** WORK INSTRUCTIONS **
In the records that follow, count the lines where the string "sneaker" appears, and give the count with nothing added.

** Photo-based referring expression data **
- - -

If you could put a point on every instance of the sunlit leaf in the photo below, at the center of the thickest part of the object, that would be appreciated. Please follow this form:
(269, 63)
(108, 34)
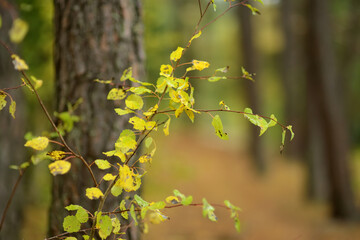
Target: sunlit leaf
(2, 101)
(116, 94)
(219, 130)
(93, 193)
(39, 143)
(12, 108)
(134, 102)
(139, 124)
(105, 226)
(198, 34)
(71, 224)
(18, 30)
(102, 164)
(59, 167)
(109, 177)
(116, 225)
(166, 127)
(19, 64)
(176, 55)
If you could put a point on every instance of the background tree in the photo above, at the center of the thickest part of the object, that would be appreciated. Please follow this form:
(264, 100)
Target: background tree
(93, 39)
(327, 123)
(12, 132)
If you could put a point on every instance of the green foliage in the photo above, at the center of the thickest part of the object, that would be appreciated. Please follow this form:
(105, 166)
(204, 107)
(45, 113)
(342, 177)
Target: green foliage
(174, 95)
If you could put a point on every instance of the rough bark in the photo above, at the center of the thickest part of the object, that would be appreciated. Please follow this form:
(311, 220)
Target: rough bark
(251, 89)
(94, 39)
(324, 89)
(11, 135)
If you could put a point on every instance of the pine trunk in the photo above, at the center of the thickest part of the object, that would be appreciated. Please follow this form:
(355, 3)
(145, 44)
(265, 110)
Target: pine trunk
(94, 39)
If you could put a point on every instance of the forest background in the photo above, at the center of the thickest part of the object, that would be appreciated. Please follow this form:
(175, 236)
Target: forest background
(282, 196)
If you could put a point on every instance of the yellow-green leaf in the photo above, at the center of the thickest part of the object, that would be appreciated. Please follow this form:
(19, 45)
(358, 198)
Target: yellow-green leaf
(19, 64)
(176, 55)
(18, 30)
(116, 94)
(121, 112)
(134, 102)
(102, 164)
(198, 34)
(2, 101)
(219, 130)
(109, 177)
(93, 193)
(59, 167)
(166, 127)
(39, 143)
(12, 108)
(139, 124)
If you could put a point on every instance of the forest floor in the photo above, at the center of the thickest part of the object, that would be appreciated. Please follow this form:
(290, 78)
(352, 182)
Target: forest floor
(274, 206)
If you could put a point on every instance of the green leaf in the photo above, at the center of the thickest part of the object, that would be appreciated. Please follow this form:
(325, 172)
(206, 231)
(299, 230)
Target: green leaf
(18, 30)
(93, 193)
(60, 167)
(71, 224)
(2, 101)
(291, 131)
(139, 124)
(208, 211)
(133, 214)
(283, 137)
(105, 226)
(116, 190)
(142, 203)
(166, 127)
(140, 90)
(116, 225)
(121, 112)
(102, 164)
(127, 74)
(12, 108)
(134, 102)
(124, 213)
(219, 130)
(116, 94)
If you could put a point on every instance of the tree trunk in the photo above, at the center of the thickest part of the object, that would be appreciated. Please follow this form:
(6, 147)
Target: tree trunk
(94, 39)
(325, 95)
(251, 88)
(12, 135)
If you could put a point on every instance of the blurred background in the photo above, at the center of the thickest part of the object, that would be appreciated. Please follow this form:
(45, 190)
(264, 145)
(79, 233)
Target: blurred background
(306, 57)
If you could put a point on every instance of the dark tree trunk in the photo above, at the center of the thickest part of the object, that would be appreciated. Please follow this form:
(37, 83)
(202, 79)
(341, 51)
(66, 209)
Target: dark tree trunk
(94, 39)
(11, 135)
(251, 89)
(325, 95)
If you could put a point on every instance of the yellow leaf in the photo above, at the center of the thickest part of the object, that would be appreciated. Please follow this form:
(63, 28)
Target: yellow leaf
(109, 177)
(166, 70)
(166, 127)
(195, 36)
(172, 199)
(93, 193)
(19, 64)
(56, 155)
(2, 101)
(198, 65)
(39, 143)
(59, 167)
(18, 30)
(176, 55)
(145, 158)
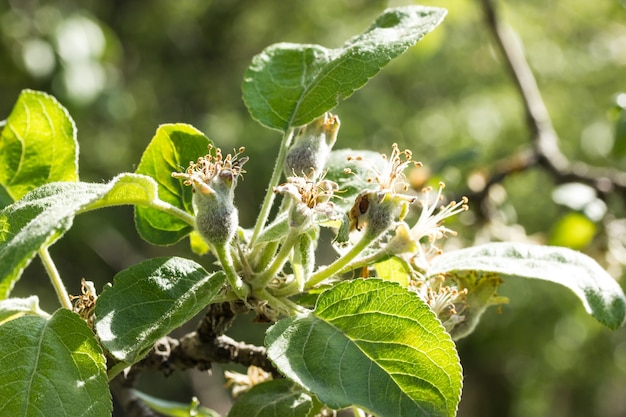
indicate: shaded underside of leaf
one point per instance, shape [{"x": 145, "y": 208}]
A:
[
  {"x": 171, "y": 149},
  {"x": 372, "y": 344},
  {"x": 289, "y": 85},
  {"x": 149, "y": 300},
  {"x": 600, "y": 294},
  {"x": 273, "y": 398},
  {"x": 52, "y": 368},
  {"x": 37, "y": 146}
]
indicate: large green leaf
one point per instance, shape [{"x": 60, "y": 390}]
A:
[
  {"x": 289, "y": 85},
  {"x": 373, "y": 344},
  {"x": 37, "y": 146},
  {"x": 52, "y": 368},
  {"x": 170, "y": 150},
  {"x": 42, "y": 216},
  {"x": 271, "y": 399},
  {"x": 599, "y": 292},
  {"x": 149, "y": 300}
]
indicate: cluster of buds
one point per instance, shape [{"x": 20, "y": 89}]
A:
[{"x": 377, "y": 219}]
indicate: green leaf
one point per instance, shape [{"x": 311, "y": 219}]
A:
[
  {"x": 273, "y": 398},
  {"x": 289, "y": 85},
  {"x": 42, "y": 216},
  {"x": 37, "y": 146},
  {"x": 394, "y": 269},
  {"x": 13, "y": 308},
  {"x": 149, "y": 300},
  {"x": 600, "y": 294},
  {"x": 176, "y": 409},
  {"x": 171, "y": 149},
  {"x": 372, "y": 344},
  {"x": 52, "y": 367},
  {"x": 350, "y": 185}
]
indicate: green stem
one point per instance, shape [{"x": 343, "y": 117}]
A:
[
  {"x": 55, "y": 278},
  {"x": 282, "y": 305},
  {"x": 269, "y": 196},
  {"x": 290, "y": 288},
  {"x": 239, "y": 287},
  {"x": 340, "y": 263},
  {"x": 281, "y": 257},
  {"x": 365, "y": 261}
]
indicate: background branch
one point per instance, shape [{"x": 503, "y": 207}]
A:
[{"x": 545, "y": 152}]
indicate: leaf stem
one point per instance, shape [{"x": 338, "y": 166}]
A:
[
  {"x": 264, "y": 278},
  {"x": 55, "y": 278},
  {"x": 269, "y": 195},
  {"x": 239, "y": 287},
  {"x": 341, "y": 262}
]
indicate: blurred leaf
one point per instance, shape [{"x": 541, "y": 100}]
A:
[
  {"x": 52, "y": 367},
  {"x": 619, "y": 142},
  {"x": 289, "y": 85},
  {"x": 37, "y": 146},
  {"x": 574, "y": 230},
  {"x": 273, "y": 398},
  {"x": 372, "y": 344},
  {"x": 12, "y": 308},
  {"x": 171, "y": 150},
  {"x": 42, "y": 216},
  {"x": 600, "y": 294},
  {"x": 395, "y": 270},
  {"x": 176, "y": 409},
  {"x": 149, "y": 300}
]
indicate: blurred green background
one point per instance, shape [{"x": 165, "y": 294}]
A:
[{"x": 123, "y": 67}]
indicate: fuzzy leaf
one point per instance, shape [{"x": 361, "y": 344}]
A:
[
  {"x": 52, "y": 367},
  {"x": 600, "y": 294},
  {"x": 149, "y": 300},
  {"x": 372, "y": 344},
  {"x": 171, "y": 149},
  {"x": 37, "y": 146},
  {"x": 289, "y": 85},
  {"x": 12, "y": 308},
  {"x": 42, "y": 216},
  {"x": 273, "y": 398}
]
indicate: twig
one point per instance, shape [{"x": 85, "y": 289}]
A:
[
  {"x": 198, "y": 349},
  {"x": 545, "y": 151},
  {"x": 207, "y": 344}
]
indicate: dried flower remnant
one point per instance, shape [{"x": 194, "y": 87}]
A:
[
  {"x": 85, "y": 303},
  {"x": 213, "y": 178},
  {"x": 312, "y": 145},
  {"x": 311, "y": 198},
  {"x": 380, "y": 208}
]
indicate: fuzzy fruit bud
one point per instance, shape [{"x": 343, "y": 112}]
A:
[
  {"x": 313, "y": 142},
  {"x": 214, "y": 179}
]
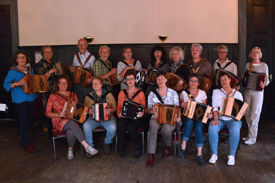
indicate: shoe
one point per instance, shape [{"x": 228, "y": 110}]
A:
[
  {"x": 122, "y": 154},
  {"x": 231, "y": 160},
  {"x": 150, "y": 160},
  {"x": 107, "y": 149},
  {"x": 250, "y": 142},
  {"x": 91, "y": 150},
  {"x": 182, "y": 153},
  {"x": 31, "y": 144},
  {"x": 177, "y": 139},
  {"x": 89, "y": 156},
  {"x": 30, "y": 149},
  {"x": 213, "y": 158},
  {"x": 166, "y": 152},
  {"x": 137, "y": 154},
  {"x": 70, "y": 155},
  {"x": 201, "y": 161}
]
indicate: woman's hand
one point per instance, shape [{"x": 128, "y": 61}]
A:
[
  {"x": 62, "y": 114},
  {"x": 215, "y": 122}
]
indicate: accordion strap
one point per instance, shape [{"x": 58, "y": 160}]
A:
[{"x": 158, "y": 96}]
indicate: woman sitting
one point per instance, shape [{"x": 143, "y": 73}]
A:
[
  {"x": 100, "y": 95},
  {"x": 193, "y": 93},
  {"x": 220, "y": 122},
  {"x": 164, "y": 95},
  {"x": 126, "y": 124},
  {"x": 55, "y": 111}
]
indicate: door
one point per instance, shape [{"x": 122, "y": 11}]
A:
[{"x": 260, "y": 32}]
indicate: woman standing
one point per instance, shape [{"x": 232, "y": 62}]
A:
[
  {"x": 55, "y": 111},
  {"x": 24, "y": 103},
  {"x": 253, "y": 97}
]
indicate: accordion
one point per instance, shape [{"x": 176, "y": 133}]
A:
[
  {"x": 35, "y": 84},
  {"x": 205, "y": 84},
  {"x": 252, "y": 80},
  {"x": 234, "y": 78},
  {"x": 99, "y": 112},
  {"x": 81, "y": 76},
  {"x": 75, "y": 111},
  {"x": 166, "y": 114},
  {"x": 113, "y": 80},
  {"x": 233, "y": 107},
  {"x": 152, "y": 76},
  {"x": 197, "y": 111},
  {"x": 174, "y": 80},
  {"x": 131, "y": 109}
]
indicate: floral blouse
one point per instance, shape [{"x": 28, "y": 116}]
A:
[{"x": 55, "y": 104}]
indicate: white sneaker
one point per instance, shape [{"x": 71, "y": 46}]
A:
[
  {"x": 213, "y": 158},
  {"x": 231, "y": 160},
  {"x": 91, "y": 150},
  {"x": 70, "y": 155},
  {"x": 250, "y": 141}
]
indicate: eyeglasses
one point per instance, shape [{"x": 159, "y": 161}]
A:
[{"x": 130, "y": 79}]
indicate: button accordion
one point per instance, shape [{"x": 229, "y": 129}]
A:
[
  {"x": 35, "y": 84},
  {"x": 81, "y": 76},
  {"x": 99, "y": 112},
  {"x": 197, "y": 111},
  {"x": 252, "y": 80},
  {"x": 131, "y": 109},
  {"x": 233, "y": 107},
  {"x": 166, "y": 114},
  {"x": 234, "y": 78},
  {"x": 75, "y": 111}
]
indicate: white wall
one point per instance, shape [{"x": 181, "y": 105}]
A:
[{"x": 61, "y": 22}]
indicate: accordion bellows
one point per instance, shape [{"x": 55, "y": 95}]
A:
[
  {"x": 197, "y": 111},
  {"x": 35, "y": 84}
]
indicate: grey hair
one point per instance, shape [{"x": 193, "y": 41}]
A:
[
  {"x": 104, "y": 46},
  {"x": 181, "y": 52},
  {"x": 196, "y": 45},
  {"x": 223, "y": 47}
]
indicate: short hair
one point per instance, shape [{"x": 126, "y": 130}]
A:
[
  {"x": 197, "y": 45},
  {"x": 256, "y": 48},
  {"x": 104, "y": 46},
  {"x": 129, "y": 73},
  {"x": 64, "y": 76},
  {"x": 98, "y": 78},
  {"x": 15, "y": 56},
  {"x": 181, "y": 53},
  {"x": 43, "y": 48},
  {"x": 158, "y": 48},
  {"x": 196, "y": 76},
  {"x": 223, "y": 47}
]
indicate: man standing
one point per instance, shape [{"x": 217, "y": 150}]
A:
[
  {"x": 83, "y": 59},
  {"x": 103, "y": 67}
]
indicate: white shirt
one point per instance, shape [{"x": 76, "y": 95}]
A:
[
  {"x": 217, "y": 99},
  {"x": 200, "y": 98},
  {"x": 88, "y": 65}
]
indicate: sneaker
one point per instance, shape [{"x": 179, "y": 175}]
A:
[
  {"x": 213, "y": 158},
  {"x": 231, "y": 160},
  {"x": 70, "y": 155},
  {"x": 91, "y": 150},
  {"x": 201, "y": 161},
  {"x": 182, "y": 153},
  {"x": 107, "y": 149},
  {"x": 250, "y": 141}
]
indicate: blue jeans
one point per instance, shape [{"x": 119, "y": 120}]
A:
[
  {"x": 90, "y": 124},
  {"x": 234, "y": 128},
  {"x": 189, "y": 123}
]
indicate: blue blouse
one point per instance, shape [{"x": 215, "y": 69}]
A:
[{"x": 17, "y": 94}]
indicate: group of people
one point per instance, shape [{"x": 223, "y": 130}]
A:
[{"x": 100, "y": 91}]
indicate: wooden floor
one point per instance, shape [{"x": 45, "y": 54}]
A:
[{"x": 255, "y": 163}]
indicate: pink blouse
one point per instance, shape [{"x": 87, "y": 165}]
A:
[{"x": 55, "y": 105}]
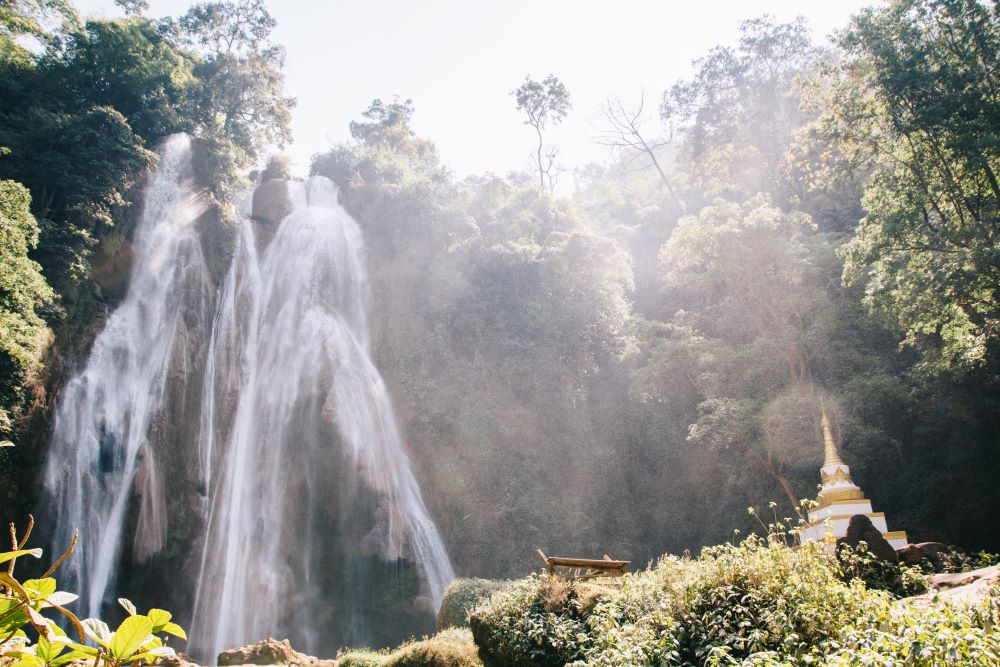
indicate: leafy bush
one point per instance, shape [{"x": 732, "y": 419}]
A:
[
  {"x": 877, "y": 574},
  {"x": 761, "y": 602},
  {"x": 134, "y": 642},
  {"x": 537, "y": 621},
  {"x": 462, "y": 597}
]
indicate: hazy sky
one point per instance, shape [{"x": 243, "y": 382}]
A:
[{"x": 459, "y": 59}]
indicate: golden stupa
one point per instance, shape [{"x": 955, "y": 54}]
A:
[{"x": 840, "y": 499}]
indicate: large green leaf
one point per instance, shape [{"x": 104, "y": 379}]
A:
[
  {"x": 175, "y": 630},
  {"x": 159, "y": 617},
  {"x": 129, "y": 636},
  {"x": 11, "y": 555},
  {"x": 42, "y": 588},
  {"x": 48, "y": 651},
  {"x": 97, "y": 630}
]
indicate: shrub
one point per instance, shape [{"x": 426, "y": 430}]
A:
[
  {"x": 537, "y": 621},
  {"x": 462, "y": 597},
  {"x": 759, "y": 603}
]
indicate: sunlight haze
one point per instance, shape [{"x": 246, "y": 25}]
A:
[{"x": 458, "y": 62}]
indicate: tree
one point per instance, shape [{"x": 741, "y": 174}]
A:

- - -

** SOLUTION TO THIS PROBLEM **
2